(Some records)
************

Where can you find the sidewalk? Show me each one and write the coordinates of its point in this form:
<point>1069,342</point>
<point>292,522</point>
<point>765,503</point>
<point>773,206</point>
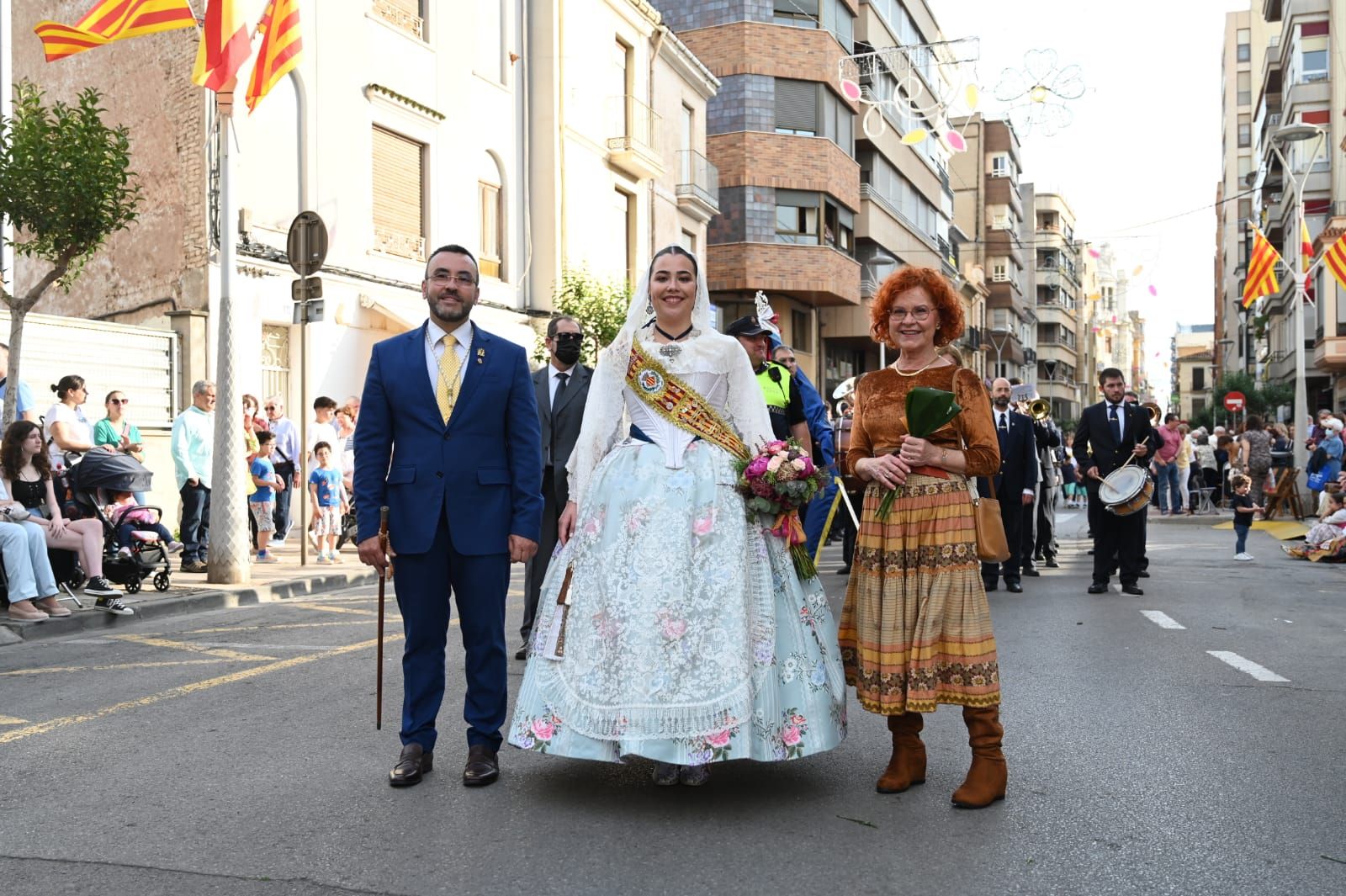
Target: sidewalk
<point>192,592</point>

************

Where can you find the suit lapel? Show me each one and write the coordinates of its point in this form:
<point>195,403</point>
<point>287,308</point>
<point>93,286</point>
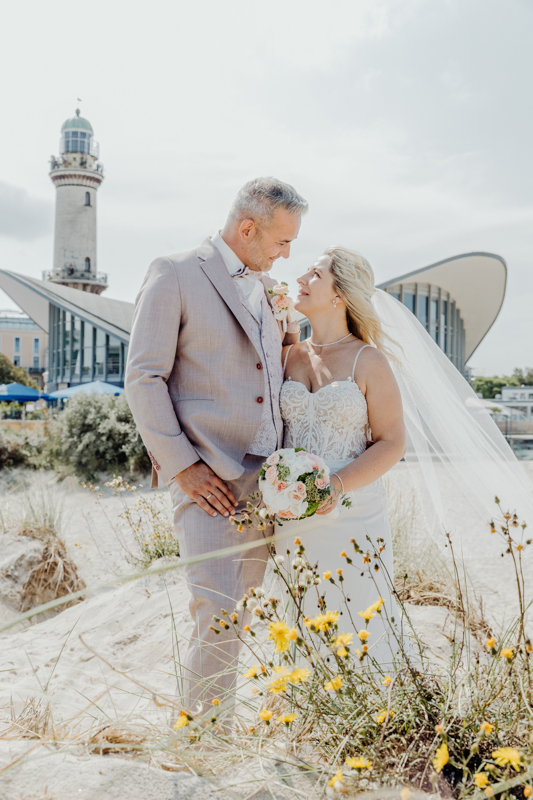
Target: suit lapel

************

The request → Write out the data word for word, from the line with "Where can you find the suit" up to and including the line with "Target: suit lapel", and leave the pictures out of your answer.

Output for this task →
Where can you find the suit lapel? Show me each one and write the coordinates of its point in this form:
<point>195,403</point>
<point>287,308</point>
<point>93,286</point>
Target: suit lapel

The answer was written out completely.